## What the task requires
Within the entries below, how many lines carry the word "navy"? State the number and stop.

[Source records]
----------

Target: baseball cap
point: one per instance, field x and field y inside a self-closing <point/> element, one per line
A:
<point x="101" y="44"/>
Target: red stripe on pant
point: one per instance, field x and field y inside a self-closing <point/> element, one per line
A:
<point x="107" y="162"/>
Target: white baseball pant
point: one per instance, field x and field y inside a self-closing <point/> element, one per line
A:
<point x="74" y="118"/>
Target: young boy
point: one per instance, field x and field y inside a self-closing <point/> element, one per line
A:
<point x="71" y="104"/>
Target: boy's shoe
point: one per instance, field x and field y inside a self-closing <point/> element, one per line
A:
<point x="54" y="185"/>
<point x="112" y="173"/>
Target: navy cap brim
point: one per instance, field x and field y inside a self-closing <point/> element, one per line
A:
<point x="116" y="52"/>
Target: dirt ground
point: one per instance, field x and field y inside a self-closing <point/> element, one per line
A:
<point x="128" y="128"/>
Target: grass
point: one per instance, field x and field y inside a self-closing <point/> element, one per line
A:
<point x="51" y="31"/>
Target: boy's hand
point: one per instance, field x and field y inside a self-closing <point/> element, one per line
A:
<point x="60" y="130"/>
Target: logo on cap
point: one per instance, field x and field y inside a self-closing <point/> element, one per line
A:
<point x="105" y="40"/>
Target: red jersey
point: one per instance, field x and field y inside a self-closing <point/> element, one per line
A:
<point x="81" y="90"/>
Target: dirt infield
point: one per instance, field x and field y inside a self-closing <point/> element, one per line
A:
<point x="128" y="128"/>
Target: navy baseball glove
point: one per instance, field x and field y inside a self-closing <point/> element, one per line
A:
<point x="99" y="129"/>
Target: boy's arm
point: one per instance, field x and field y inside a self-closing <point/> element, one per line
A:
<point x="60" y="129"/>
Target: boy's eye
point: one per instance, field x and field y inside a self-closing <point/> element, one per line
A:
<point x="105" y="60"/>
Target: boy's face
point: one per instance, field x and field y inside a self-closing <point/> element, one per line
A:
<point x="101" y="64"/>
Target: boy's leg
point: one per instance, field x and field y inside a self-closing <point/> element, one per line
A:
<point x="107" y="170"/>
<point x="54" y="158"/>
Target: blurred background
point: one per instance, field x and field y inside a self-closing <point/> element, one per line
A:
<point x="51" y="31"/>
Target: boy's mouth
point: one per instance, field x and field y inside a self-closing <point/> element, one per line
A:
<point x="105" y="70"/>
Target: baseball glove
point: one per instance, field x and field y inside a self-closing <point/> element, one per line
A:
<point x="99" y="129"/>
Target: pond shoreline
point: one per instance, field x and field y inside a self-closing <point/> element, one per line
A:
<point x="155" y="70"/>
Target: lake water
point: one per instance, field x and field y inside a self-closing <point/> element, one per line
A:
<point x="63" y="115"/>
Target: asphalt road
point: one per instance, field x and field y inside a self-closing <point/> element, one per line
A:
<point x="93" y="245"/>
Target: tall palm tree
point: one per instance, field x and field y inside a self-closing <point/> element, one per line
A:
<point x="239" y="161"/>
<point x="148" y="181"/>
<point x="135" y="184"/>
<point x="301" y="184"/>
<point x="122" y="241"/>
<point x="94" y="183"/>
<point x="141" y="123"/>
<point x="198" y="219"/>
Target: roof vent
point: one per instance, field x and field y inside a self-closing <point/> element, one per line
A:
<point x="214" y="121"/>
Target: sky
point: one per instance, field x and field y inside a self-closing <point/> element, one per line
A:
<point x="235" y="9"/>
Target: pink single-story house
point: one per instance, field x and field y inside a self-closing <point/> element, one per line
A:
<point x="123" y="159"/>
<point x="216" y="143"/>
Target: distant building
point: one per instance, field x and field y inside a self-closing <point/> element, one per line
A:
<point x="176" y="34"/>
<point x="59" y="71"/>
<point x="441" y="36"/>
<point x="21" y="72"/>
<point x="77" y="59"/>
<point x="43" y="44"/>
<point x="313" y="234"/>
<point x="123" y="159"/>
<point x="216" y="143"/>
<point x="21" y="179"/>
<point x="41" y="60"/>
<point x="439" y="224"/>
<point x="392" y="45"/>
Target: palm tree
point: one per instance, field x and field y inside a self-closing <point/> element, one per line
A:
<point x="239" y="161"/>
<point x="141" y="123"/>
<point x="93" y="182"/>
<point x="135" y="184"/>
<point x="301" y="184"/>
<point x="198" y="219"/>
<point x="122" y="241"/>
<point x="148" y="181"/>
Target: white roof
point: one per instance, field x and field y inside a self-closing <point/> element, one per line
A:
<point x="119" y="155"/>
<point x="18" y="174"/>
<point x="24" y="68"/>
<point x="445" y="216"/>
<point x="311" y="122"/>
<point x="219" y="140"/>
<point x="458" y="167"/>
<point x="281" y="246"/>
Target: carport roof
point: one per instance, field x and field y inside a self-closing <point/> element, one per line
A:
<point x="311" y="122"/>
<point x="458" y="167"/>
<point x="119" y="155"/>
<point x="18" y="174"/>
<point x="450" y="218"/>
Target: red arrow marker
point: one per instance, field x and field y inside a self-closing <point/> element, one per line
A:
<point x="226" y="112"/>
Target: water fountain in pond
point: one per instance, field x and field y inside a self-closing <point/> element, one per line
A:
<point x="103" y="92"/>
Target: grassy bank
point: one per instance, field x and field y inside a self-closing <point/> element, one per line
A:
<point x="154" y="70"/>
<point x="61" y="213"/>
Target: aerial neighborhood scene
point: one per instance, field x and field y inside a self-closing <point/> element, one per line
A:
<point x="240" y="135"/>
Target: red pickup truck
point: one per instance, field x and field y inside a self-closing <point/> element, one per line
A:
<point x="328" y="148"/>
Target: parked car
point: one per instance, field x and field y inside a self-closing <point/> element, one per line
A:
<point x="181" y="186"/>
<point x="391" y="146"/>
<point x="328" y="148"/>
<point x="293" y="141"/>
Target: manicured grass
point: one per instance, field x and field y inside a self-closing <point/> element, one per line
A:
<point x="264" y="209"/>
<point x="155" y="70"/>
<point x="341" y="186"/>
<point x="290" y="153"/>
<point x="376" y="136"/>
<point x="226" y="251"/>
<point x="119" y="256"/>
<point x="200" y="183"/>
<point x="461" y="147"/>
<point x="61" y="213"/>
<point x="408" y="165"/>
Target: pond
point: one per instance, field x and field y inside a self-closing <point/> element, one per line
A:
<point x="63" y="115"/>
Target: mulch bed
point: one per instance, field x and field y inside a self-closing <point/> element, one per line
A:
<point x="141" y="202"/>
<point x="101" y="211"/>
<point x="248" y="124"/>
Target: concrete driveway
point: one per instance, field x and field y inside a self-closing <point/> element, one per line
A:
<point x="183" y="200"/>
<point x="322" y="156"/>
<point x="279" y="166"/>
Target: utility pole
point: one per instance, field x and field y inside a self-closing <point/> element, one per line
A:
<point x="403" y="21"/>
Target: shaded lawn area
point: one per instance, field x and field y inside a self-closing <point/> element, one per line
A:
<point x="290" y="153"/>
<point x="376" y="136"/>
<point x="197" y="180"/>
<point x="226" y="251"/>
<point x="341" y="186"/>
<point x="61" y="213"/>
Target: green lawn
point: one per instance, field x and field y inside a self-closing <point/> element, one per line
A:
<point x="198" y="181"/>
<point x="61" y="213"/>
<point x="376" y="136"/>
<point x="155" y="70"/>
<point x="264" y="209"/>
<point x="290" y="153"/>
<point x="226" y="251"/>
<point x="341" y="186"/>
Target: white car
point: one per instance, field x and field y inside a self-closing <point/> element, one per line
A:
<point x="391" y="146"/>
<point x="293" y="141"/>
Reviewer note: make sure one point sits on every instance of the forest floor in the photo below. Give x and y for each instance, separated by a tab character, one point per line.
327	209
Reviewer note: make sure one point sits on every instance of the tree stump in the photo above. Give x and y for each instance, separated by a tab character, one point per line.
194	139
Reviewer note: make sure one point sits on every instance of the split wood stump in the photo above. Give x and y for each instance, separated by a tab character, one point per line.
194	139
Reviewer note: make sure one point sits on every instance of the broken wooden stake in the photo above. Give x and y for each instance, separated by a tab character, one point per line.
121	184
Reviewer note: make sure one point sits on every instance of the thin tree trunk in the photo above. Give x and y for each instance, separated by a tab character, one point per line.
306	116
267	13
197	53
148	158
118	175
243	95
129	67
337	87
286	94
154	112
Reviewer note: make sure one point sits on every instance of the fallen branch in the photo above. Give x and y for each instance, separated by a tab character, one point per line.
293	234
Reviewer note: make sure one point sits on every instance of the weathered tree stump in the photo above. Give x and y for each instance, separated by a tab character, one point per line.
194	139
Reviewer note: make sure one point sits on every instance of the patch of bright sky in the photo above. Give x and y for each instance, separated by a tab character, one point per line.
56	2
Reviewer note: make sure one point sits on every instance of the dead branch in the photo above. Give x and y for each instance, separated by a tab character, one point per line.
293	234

----------

## Final answer
2